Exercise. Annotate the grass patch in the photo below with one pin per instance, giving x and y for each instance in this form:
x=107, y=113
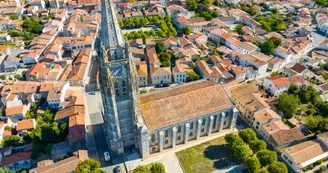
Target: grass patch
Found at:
x=207, y=157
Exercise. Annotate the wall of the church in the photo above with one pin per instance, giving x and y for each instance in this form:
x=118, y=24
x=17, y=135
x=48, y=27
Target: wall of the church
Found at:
x=193, y=129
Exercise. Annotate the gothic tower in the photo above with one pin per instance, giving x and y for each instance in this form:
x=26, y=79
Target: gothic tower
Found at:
x=118, y=83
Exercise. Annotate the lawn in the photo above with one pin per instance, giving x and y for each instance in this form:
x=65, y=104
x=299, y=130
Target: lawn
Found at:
x=207, y=157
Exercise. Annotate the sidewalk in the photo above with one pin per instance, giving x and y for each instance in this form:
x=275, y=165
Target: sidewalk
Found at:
x=168, y=157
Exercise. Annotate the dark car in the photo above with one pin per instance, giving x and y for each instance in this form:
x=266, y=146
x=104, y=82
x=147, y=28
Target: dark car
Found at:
x=117, y=169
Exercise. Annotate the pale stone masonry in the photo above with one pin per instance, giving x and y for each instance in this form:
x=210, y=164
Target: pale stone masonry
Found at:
x=156, y=121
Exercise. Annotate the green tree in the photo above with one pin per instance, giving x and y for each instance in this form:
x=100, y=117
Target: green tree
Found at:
x=263, y=170
x=252, y=164
x=18, y=76
x=186, y=30
x=289, y=104
x=89, y=165
x=13, y=17
x=266, y=157
x=267, y=47
x=157, y=168
x=257, y=145
x=191, y=5
x=5, y=170
x=120, y=22
x=247, y=135
x=3, y=77
x=141, y=169
x=159, y=46
x=313, y=121
x=278, y=167
x=239, y=29
x=241, y=152
x=14, y=33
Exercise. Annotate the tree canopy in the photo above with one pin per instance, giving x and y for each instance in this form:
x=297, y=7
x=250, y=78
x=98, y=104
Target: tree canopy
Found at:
x=141, y=169
x=252, y=164
x=278, y=167
x=266, y=157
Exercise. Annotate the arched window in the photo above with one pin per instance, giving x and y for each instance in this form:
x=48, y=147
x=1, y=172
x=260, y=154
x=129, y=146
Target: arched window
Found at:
x=153, y=138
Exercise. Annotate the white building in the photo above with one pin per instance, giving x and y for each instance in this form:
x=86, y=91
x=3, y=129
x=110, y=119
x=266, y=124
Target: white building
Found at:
x=275, y=85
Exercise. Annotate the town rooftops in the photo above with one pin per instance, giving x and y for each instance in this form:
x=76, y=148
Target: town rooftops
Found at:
x=177, y=104
x=66, y=165
x=15, y=110
x=266, y=115
x=306, y=151
x=299, y=68
x=279, y=81
x=26, y=124
x=286, y=136
x=16, y=157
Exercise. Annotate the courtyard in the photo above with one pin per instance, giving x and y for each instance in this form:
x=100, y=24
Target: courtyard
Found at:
x=211, y=156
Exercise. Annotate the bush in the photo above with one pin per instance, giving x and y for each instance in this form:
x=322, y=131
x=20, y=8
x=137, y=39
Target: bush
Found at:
x=143, y=91
x=157, y=168
x=3, y=77
x=18, y=76
x=267, y=157
x=141, y=169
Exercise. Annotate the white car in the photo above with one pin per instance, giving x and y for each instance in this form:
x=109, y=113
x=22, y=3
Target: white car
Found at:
x=107, y=156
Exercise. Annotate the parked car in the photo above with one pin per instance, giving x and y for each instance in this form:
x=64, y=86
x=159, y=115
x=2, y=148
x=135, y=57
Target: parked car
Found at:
x=107, y=156
x=117, y=169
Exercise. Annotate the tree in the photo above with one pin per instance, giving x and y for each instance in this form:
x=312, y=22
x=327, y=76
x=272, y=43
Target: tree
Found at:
x=18, y=76
x=141, y=169
x=88, y=165
x=263, y=170
x=159, y=46
x=267, y=47
x=5, y=170
x=278, y=167
x=241, y=152
x=276, y=41
x=247, y=135
x=257, y=145
x=252, y=164
x=266, y=157
x=157, y=168
x=186, y=30
x=3, y=77
x=239, y=29
x=13, y=17
x=289, y=104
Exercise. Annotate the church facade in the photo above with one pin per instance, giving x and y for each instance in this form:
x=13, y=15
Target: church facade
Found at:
x=156, y=121
x=180, y=114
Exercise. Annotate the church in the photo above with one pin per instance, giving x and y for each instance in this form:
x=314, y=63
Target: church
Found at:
x=183, y=113
x=159, y=120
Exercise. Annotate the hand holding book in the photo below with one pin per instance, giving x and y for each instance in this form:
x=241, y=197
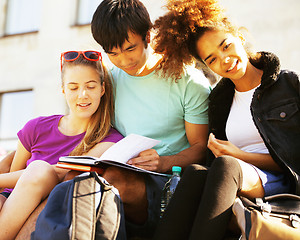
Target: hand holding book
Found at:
x=117, y=155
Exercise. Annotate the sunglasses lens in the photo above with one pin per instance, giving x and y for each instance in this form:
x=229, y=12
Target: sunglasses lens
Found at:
x=92, y=55
x=71, y=55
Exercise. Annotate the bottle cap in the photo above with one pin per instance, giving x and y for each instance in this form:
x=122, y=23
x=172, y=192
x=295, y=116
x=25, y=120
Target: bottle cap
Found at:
x=176, y=169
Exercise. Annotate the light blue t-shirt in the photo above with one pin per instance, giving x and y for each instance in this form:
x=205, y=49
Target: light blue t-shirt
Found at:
x=156, y=107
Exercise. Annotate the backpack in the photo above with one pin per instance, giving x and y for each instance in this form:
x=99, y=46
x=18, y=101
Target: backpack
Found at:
x=86, y=207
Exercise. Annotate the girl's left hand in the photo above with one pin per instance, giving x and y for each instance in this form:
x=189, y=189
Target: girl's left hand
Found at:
x=221, y=147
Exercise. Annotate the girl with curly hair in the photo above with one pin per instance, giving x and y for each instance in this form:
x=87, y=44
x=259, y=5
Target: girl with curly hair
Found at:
x=254, y=121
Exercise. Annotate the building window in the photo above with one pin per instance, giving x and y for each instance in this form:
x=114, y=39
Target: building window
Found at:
x=16, y=108
x=85, y=11
x=23, y=16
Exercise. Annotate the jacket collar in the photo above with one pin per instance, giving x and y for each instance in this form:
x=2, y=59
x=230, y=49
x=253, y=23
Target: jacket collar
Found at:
x=269, y=63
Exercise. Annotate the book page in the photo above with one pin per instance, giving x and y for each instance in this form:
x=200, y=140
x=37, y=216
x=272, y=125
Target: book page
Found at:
x=128, y=148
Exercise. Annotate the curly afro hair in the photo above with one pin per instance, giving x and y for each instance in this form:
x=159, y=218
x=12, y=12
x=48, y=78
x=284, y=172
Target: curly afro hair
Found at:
x=178, y=30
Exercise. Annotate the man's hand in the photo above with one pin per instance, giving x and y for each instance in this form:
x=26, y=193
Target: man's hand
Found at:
x=148, y=160
x=220, y=147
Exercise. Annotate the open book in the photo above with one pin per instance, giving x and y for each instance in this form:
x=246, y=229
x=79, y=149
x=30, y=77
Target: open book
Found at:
x=117, y=155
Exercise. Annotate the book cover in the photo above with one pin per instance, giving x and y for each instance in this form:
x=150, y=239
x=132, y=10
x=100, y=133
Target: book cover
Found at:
x=117, y=155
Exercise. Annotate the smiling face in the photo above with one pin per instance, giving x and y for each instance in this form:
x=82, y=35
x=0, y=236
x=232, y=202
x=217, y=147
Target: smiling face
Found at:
x=83, y=90
x=223, y=53
x=132, y=56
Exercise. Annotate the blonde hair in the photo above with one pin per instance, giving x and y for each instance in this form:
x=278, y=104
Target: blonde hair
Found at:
x=100, y=123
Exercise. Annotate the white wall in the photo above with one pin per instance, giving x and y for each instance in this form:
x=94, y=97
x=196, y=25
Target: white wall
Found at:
x=274, y=25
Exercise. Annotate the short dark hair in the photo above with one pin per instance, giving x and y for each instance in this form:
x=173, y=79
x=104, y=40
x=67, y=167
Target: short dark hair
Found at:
x=113, y=19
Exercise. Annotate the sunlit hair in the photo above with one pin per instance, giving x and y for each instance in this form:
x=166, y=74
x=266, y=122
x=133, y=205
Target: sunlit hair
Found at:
x=178, y=31
x=100, y=123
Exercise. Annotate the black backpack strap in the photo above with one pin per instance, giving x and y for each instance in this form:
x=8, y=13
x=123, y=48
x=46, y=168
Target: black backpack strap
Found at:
x=84, y=207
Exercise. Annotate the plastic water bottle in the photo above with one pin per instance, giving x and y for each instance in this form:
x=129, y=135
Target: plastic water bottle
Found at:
x=169, y=189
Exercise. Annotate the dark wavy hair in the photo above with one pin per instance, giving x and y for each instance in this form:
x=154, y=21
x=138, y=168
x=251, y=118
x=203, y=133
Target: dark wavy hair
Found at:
x=114, y=18
x=179, y=29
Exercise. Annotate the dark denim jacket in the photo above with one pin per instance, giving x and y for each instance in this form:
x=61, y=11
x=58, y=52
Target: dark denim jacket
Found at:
x=275, y=110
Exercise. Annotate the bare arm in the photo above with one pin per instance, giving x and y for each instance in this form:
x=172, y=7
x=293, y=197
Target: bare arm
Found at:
x=18, y=164
x=262, y=161
x=5, y=163
x=197, y=137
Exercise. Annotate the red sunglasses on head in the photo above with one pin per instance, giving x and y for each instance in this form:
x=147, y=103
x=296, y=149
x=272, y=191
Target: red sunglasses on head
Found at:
x=73, y=55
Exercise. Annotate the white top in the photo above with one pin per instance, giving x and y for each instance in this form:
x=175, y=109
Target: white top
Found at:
x=240, y=128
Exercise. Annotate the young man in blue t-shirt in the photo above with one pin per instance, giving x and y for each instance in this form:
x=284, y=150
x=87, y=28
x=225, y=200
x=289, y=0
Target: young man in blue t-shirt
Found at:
x=148, y=104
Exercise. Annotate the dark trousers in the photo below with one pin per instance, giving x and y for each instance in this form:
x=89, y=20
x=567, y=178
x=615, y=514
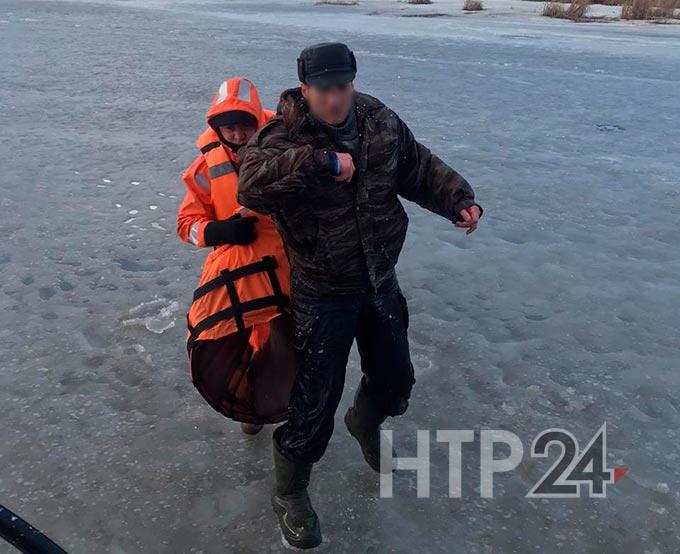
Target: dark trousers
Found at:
x=325, y=329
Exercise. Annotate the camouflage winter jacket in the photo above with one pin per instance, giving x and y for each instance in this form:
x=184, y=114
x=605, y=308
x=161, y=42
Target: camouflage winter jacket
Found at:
x=344, y=237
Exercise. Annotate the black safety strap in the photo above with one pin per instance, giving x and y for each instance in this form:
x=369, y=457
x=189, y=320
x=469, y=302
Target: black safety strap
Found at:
x=268, y=263
x=238, y=308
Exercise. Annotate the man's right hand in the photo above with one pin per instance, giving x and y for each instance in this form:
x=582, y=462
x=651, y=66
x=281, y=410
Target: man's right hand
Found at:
x=346, y=167
x=235, y=230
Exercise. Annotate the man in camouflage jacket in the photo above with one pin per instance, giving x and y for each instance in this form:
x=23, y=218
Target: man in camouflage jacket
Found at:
x=330, y=168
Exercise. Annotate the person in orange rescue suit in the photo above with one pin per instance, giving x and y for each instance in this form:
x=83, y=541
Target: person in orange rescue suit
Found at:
x=240, y=339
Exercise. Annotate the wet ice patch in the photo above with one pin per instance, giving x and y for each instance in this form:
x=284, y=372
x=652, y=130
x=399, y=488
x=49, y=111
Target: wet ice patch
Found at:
x=157, y=315
x=609, y=127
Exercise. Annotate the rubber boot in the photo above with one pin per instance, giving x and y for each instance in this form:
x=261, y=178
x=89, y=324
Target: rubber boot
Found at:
x=297, y=519
x=251, y=428
x=363, y=423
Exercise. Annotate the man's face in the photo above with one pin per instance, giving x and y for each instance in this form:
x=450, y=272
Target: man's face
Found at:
x=238, y=133
x=330, y=104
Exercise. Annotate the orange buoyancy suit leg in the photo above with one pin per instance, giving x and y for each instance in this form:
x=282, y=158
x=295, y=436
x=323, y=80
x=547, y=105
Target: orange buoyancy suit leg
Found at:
x=240, y=335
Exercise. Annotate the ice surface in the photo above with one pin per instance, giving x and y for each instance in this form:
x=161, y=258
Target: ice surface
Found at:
x=560, y=311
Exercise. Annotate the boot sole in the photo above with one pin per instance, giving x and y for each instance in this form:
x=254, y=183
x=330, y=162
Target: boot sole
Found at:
x=281, y=512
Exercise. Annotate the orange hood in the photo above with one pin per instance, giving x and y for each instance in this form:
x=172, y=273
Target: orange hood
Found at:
x=238, y=93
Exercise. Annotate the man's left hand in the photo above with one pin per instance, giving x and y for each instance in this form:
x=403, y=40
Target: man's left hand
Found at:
x=470, y=219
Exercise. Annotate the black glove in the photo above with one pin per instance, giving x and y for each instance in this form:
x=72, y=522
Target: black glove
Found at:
x=235, y=230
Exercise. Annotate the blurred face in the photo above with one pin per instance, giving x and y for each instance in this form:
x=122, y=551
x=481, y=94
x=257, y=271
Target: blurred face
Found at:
x=237, y=133
x=330, y=104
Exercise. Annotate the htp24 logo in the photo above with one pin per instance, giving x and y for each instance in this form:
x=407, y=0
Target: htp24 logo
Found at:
x=574, y=467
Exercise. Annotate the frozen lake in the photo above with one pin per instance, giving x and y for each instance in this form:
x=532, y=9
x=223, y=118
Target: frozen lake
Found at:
x=562, y=310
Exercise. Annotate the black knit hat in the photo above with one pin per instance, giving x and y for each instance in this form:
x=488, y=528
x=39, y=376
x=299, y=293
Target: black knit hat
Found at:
x=327, y=64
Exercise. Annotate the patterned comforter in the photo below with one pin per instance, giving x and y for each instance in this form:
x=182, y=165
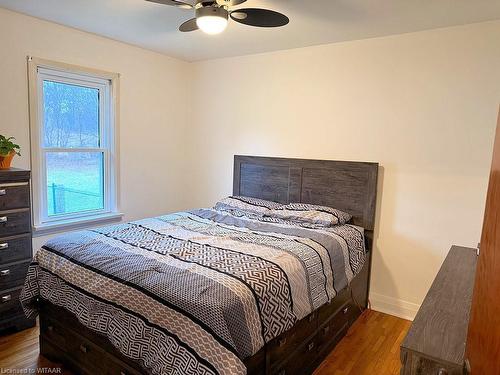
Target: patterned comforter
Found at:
x=194, y=292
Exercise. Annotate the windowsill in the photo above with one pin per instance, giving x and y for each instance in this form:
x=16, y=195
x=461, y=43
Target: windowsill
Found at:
x=75, y=223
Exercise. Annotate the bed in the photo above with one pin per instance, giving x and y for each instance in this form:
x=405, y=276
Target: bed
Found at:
x=212, y=291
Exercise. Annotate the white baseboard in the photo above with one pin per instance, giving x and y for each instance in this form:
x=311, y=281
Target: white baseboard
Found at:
x=393, y=306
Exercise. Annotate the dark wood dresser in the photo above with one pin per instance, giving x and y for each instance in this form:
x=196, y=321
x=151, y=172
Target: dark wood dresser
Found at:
x=435, y=343
x=15, y=246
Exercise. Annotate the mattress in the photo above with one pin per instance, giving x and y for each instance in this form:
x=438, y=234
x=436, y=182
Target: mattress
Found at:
x=197, y=291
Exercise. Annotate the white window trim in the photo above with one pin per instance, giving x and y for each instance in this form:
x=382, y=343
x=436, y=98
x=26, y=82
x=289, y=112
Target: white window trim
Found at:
x=109, y=136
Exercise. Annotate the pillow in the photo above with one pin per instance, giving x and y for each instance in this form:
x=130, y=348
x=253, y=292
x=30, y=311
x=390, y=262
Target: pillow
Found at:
x=310, y=213
x=241, y=203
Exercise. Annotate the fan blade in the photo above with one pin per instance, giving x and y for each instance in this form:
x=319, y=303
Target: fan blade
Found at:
x=230, y=3
x=175, y=3
x=189, y=25
x=259, y=17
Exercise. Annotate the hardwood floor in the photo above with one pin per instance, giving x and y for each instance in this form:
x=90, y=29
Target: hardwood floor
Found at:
x=370, y=347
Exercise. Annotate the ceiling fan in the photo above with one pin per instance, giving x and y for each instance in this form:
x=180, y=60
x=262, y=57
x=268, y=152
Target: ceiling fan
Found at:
x=211, y=16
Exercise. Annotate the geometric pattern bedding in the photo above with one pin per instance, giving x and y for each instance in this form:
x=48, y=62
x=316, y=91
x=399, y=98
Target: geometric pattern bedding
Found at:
x=194, y=292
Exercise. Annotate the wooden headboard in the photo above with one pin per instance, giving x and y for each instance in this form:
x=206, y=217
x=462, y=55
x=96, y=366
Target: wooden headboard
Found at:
x=349, y=186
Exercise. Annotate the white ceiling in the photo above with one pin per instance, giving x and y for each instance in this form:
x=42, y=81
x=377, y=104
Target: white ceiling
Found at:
x=312, y=22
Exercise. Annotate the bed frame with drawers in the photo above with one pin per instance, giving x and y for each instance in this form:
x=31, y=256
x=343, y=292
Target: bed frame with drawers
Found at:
x=350, y=186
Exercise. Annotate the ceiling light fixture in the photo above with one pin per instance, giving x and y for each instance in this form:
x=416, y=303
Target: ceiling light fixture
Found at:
x=212, y=20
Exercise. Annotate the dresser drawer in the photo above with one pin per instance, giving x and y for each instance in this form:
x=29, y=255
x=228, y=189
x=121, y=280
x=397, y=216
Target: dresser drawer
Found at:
x=86, y=355
x=9, y=303
x=13, y=274
x=289, y=341
x=15, y=248
x=14, y=195
x=295, y=365
x=15, y=222
x=332, y=327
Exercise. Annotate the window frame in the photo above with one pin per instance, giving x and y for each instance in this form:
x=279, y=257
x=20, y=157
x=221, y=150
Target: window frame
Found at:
x=107, y=84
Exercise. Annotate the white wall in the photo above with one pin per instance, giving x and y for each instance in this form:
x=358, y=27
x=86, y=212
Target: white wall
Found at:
x=153, y=106
x=423, y=105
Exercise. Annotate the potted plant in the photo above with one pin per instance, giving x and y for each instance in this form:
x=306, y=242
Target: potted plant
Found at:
x=7, y=151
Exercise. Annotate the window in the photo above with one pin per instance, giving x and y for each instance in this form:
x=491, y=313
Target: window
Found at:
x=73, y=131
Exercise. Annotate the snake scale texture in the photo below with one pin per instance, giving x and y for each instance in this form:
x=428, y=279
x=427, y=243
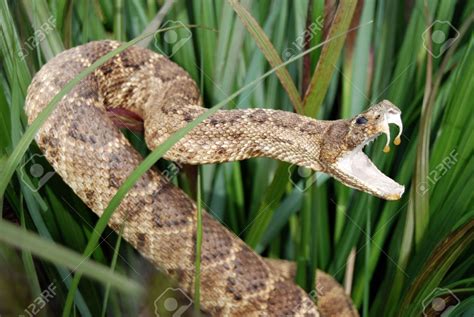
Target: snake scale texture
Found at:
x=89, y=152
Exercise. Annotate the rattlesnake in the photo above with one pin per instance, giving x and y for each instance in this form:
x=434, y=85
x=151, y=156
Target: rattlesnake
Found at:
x=89, y=152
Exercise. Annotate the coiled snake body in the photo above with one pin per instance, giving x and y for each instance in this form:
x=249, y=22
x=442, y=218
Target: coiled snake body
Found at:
x=92, y=156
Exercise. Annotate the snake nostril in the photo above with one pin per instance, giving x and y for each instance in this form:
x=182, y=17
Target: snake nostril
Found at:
x=361, y=120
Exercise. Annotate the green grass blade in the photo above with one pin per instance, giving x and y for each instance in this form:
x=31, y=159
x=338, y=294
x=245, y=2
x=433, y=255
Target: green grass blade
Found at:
x=52, y=252
x=320, y=80
x=269, y=51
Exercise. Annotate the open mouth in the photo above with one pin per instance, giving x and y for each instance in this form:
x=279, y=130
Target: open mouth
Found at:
x=361, y=173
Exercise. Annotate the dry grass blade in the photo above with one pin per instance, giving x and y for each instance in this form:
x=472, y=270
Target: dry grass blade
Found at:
x=269, y=51
x=329, y=55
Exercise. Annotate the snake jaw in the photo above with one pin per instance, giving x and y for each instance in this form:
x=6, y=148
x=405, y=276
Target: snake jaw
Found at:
x=354, y=168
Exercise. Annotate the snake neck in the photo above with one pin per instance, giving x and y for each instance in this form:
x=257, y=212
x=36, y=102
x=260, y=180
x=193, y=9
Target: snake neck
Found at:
x=232, y=135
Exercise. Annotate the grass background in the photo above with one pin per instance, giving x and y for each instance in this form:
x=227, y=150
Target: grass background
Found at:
x=392, y=255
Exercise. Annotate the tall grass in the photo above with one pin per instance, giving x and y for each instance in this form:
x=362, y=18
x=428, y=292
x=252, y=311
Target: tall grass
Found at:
x=406, y=252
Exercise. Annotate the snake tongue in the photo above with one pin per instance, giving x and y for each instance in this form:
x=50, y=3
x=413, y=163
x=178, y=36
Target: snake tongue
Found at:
x=392, y=116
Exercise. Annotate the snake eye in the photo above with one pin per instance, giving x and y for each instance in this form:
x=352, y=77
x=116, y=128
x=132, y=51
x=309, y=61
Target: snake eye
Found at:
x=361, y=120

TASK DESCRIPTION » Put the lines of the data above into a JSON list of strings, one string per line, skipping blank lines. Begin at the line containing "Exercise. Annotate the black safety" and stop after the line containing "x=238, y=308", keeping both of those lines.

RESULT OF THE EXERCISE »
[
  "Exercise. Annotate the black safety strap in the photo above with one pin per instance, giving x and y for each instance in this form:",
  "x=369, y=457",
  "x=189, y=320",
  "x=469, y=302",
  "Target: black safety strap",
  "Found at:",
  "x=268, y=263",
  "x=238, y=308"
]